Entries taken from a collection

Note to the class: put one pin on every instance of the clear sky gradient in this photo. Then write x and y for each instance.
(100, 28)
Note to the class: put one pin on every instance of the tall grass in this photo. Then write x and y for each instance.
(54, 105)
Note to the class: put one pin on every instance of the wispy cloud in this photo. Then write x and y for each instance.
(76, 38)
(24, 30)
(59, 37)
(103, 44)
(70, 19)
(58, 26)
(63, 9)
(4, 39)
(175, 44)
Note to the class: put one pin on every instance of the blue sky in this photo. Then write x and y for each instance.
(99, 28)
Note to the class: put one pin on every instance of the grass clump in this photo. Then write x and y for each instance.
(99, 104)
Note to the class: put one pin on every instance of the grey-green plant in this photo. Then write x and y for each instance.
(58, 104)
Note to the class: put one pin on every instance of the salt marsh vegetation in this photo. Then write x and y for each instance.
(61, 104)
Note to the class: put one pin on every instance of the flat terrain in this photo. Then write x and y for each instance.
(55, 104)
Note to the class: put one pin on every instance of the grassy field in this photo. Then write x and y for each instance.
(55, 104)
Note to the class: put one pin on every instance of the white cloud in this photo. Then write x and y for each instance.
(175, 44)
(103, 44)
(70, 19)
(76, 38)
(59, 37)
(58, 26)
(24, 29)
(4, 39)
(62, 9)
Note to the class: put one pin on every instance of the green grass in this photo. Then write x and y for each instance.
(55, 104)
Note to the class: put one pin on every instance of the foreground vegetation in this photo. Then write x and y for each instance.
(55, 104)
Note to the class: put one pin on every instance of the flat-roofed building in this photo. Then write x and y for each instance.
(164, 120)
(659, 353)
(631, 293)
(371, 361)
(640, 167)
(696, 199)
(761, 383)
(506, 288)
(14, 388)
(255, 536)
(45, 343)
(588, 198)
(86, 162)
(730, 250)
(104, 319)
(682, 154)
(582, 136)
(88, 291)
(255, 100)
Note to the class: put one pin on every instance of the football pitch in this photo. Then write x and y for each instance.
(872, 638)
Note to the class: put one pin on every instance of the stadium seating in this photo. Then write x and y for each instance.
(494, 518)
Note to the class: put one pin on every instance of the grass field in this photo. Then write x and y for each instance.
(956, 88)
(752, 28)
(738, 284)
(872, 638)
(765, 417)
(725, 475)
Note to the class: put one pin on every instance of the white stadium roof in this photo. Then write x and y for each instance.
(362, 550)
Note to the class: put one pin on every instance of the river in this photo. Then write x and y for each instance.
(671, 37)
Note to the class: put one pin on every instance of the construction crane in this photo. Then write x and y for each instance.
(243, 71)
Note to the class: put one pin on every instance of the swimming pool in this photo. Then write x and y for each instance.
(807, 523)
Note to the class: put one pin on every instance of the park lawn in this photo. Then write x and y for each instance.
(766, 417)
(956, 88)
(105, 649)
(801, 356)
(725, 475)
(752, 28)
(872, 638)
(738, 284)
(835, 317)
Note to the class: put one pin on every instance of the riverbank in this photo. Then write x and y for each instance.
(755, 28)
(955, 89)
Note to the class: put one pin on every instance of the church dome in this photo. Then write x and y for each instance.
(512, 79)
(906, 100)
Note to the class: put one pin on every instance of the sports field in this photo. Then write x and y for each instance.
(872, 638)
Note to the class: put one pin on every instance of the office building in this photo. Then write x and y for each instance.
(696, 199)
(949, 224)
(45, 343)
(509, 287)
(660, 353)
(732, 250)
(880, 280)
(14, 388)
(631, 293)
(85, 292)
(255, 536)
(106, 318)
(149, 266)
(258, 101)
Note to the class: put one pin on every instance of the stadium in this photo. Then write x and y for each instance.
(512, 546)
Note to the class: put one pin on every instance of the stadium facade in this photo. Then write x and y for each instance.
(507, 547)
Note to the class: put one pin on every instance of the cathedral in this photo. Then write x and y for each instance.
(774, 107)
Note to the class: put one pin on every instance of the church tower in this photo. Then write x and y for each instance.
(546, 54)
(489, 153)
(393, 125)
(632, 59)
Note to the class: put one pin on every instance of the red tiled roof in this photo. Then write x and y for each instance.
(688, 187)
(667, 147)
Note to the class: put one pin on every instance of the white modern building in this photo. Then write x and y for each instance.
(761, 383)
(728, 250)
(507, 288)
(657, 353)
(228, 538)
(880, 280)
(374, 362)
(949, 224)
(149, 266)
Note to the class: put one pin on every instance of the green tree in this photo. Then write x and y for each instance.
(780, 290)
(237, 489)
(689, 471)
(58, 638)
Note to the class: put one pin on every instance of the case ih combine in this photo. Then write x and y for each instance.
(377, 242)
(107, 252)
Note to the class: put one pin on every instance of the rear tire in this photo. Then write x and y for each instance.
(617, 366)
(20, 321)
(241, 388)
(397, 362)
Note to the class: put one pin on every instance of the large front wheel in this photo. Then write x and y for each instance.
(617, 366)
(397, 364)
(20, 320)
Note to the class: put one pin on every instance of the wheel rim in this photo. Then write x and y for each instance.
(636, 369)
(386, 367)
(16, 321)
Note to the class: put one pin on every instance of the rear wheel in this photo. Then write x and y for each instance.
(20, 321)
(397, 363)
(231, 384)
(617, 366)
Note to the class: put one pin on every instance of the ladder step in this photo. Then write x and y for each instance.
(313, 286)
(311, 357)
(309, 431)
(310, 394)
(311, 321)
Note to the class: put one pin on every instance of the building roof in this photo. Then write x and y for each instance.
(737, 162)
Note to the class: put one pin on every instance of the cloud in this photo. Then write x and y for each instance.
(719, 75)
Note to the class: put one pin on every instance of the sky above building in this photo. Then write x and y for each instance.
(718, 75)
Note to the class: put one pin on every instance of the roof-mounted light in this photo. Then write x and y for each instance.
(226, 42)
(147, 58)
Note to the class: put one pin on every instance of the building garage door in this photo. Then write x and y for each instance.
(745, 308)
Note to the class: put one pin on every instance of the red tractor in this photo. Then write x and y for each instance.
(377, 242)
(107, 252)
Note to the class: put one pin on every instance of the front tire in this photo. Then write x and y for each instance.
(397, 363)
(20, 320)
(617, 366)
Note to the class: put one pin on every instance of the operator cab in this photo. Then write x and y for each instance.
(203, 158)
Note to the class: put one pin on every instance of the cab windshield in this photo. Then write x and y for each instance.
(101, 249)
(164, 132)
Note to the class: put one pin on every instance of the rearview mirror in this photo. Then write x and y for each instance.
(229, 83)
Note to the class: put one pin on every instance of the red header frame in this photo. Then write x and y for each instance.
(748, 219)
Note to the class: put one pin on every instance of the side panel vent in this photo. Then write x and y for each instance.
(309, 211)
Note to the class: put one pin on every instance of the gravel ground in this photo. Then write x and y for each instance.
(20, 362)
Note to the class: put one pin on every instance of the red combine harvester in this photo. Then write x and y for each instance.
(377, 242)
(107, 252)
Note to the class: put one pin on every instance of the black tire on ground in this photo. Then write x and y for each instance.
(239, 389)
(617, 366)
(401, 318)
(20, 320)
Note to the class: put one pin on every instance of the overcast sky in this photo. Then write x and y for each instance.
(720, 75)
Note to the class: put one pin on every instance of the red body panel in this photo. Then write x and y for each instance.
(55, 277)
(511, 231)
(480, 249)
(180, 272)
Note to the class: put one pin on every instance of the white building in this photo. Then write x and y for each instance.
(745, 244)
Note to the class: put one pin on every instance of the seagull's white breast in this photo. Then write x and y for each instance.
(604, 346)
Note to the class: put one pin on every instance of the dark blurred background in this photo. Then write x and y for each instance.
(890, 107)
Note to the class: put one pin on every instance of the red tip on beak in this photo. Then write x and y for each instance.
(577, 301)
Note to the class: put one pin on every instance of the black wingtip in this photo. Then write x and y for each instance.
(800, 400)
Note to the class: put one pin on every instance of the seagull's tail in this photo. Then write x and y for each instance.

## EXERCISE INSTRUCTIONS:
Quote the data in full, keeping each word unchanged.

## RESULT OF THIS EXERCISE:
Note to the class: put one pin on every instance of the clear sky gradient in this photo. Then write x and y for each instance.
(100, 28)
Note to the class: put one pin on every instance of the tall grass in this photo. Then write x and y for each instance.
(54, 105)
Note to the class: put one pin on every instance of the wispy cloud in this photo. Then write x and y for each instance.
(76, 38)
(24, 30)
(59, 37)
(103, 44)
(70, 19)
(58, 26)
(63, 9)
(4, 39)
(175, 44)
Note to the class: put one pin on every instance of the blue sky in this photo. Then write x and y for each instance.
(99, 28)
Note to the class: put one pin on every instance of the grass clump in this photo. Then write x and y for each instance.
(99, 104)
Note to the class: put one pin on every instance of the grey-green plant in this photo. Then write x and y for each instance.
(58, 104)
Note to the class: put one pin on every instance of the salt marsh vegetation in this photo. Then write x and y for each instance.
(61, 104)
Note to the class: put one pin on every instance of the flat terrain in this photo. Then write x and y for each instance.
(55, 104)
Note to the class: put one pin on every instance of the grassy field in this photo. Then write x and y for each instance.
(55, 104)
Note to the class: put one pin on every instance of the white cloud in this photo. Then write x and y for each instance.
(175, 44)
(103, 44)
(70, 19)
(76, 38)
(59, 37)
(58, 26)
(24, 29)
(4, 39)
(62, 9)
Note to the class: put one pin on every instance of the green grass in this photo. Then write x and y for each instance.
(55, 104)
Note to the class: put one pin on every instance of the foreground vegetation in this photo. Then write x and y for each instance.
(55, 104)
Note to the class: put one pin on every instance of the flat-roofed building in this photo. Then write x and y for each instance.
(164, 120)
(659, 353)
(631, 293)
(371, 361)
(640, 167)
(696, 199)
(761, 383)
(506, 288)
(14, 388)
(255, 536)
(45, 343)
(588, 198)
(86, 162)
(730, 250)
(104, 319)
(682, 154)
(582, 136)
(88, 291)
(255, 100)
Note to the class: put one pin on every instance of the football pitch in this photo. Then write x and y for each instance.
(872, 638)
Note to the class: put one pin on every instance of the stadium seating in this photo. Then write x and y for each instance.
(494, 518)
Note to the class: put one pin on every instance of the grass field in this photo. Then write x and y for each instance.
(956, 88)
(752, 28)
(738, 284)
(872, 638)
(765, 417)
(725, 475)
Note to the class: put one pin on every instance of the white stadium roof in this photo. Then write x and y for each instance.
(362, 550)
Note to the class: put one pin on every instance of the river in this photo. Then write x and y for each instance.
(671, 37)
Note to the class: put one pin on every instance of the construction crane in this photo. Then write x and y for each instance.
(243, 71)
Note to the class: put one pin on every instance of the swimming pool in this photo. Then write x and y for each instance.
(807, 523)
Note to the class: put one pin on every instance of the park lawn in this photo. Then write x and y for each instance.
(766, 417)
(956, 88)
(105, 649)
(801, 356)
(725, 475)
(752, 28)
(872, 638)
(738, 284)
(835, 317)
Note to the class: put one pin on every instance of the riverbank in this photo. Then write x and y for each instance.
(755, 28)
(955, 89)
Note to the class: put one pin on every instance of the church dome in this photo. Then write x and y for each instance.
(512, 79)
(906, 100)
Note to the class: put one pin on every instance of the sports field in this photo. Then write x and y for each instance.
(872, 638)
Note to the class: put one pin on every instance of the office building in this photo. Then write x and y for each instance.
(696, 199)
(949, 224)
(45, 343)
(509, 287)
(660, 353)
(732, 250)
(880, 280)
(14, 388)
(631, 293)
(85, 292)
(255, 536)
(106, 318)
(149, 266)
(258, 101)
Note to the class: put one pin on every instance of the stadium in this photo. Then write x and y for each instance.
(512, 546)
Note to the class: put one pin on every instance of the stadium facade in this photo. Then write x and y for each instance.
(507, 547)
Note to the class: put one pin on every instance of the cathedral in this photo. Then write x and y for each instance.
(774, 107)
Note to the class: put one pin on every instance of the church tower in this photo. Then write x and y for each instance.
(546, 54)
(489, 153)
(393, 125)
(632, 59)
Note to the class: put one pin on every instance of the red tiled roof in this photo. Then write x and y for each instance.
(688, 187)
(667, 147)
Note to the class: put one pin on every instance of the white modern building in this photo. Then write x and y for each instance.
(761, 383)
(728, 250)
(507, 288)
(657, 353)
(228, 538)
(880, 280)
(374, 362)
(949, 224)
(149, 266)
Note to the class: put one pin on every instance of the green tree in this photo. Then write x and y for each instance.
(780, 290)
(237, 489)
(689, 471)
(58, 638)
Note to the class: put one pin on every instance of the case ih combine in this photo. Then write x and y for each instance.
(377, 242)
(107, 252)
Note to the class: put one pin on every instance of the rear tire in this photo. Then write x and y for each instance.
(617, 366)
(20, 321)
(241, 388)
(397, 362)
Note to the class: put one pin on every instance of the large front wheel in this photo. Then write x and y for each instance.
(617, 366)
(397, 364)
(20, 320)
Note to the class: put one pin on every instance of the wheel rim in this photo. Then write x and y for each instance.
(636, 369)
(386, 367)
(16, 321)
Note to the class: put one pin on every instance of the rear wheel in this photo. Then write x and y for each instance.
(20, 321)
(397, 363)
(231, 384)
(617, 366)
Note to the class: put one pin on every instance of the ladder step in this photo. Then write x and y for each instance.
(313, 286)
(311, 357)
(309, 431)
(310, 394)
(311, 321)
Note to the class: put one pin on every instance of the building roof in this photo. Then write x and y for each instance.
(737, 162)
Note to the class: put one pin on every instance of the cloud in this photo. Then write x and y for each instance.
(719, 75)
Note to the class: put one pin on every instance of the sky above building in this photo. Then write x and y for each instance.
(718, 75)
Note to the class: put one pin on every instance of the roof-mounted light in this photo. Then write x and y for each instance.
(226, 42)
(147, 58)
Note to the class: put one pin on every instance of the building garage door in this photo. Then write x and y for each instance.
(745, 308)
Note to the class: put one pin on every instance of the red tractor in this photo. Then write x and y for each instance.
(377, 242)
(107, 252)
Note to the class: put one pin on every instance of the front tire in this photo. Then write x and y for each instance.
(397, 363)
(20, 320)
(617, 366)
Note to the class: put one pin on every instance of the operator cab in this photo. Then write x and y for each instance.
(203, 158)
Note to the class: put one pin on every instance of the cab windshield in this photo. Then write x and y for each instance.
(101, 249)
(164, 132)
Note to the class: put one pin on every instance of the rearview mirror in this photo. Then write x and y for each instance.
(229, 83)
Note to the class: put one pin on every instance of the red header frame in this photo. Then write x and y for each instance.
(748, 219)
Note to the class: put one pin on every instance of the side panel vent in this photo. Then write x and y for each instance.
(309, 211)
Note to the class: put one pin on every instance of the gravel ground in this photo. Then write x and y for each instance.
(20, 362)
Note to the class: put one pin on every instance of the red combine harvester in this photo. Then write x and y for each instance.
(377, 242)
(107, 252)
Note to the class: put one pin on every instance of the black tire on ground in this photo. Then write x and y for each instance.
(239, 389)
(617, 366)
(401, 318)
(20, 320)
Note to the class: put one pin on every instance of the overcast sky in this photo. Then write x and y for each instance.
(720, 75)
Note to the class: put one pin on every instance of the red body panel in this photo. Then write x and y for each instance.
(55, 277)
(511, 231)
(480, 249)
(180, 272)
Note to the class: put one pin on every instance of the white building in this photo. Then write x and y for each instance.
(745, 244)
Note to the class: put one pin on every instance of the seagull's white breast in this photo. Then write x and y for each instance.
(604, 346)
Note to the class: put one pin on every instance of the dark blurred background in this photo. Then write x and y for each instance.
(890, 107)
Note to the class: put one pin on every instance of the red tip on beak in this photo. Then write x and y for each instance.
(577, 301)
Note to the class: put one pin on every instance of the black wingtip in this photo. Then write x and y for each instance.
(800, 400)
Note to the class: put one pin on every instance of the seagull's tail in this photo. Then write x and y for each instance.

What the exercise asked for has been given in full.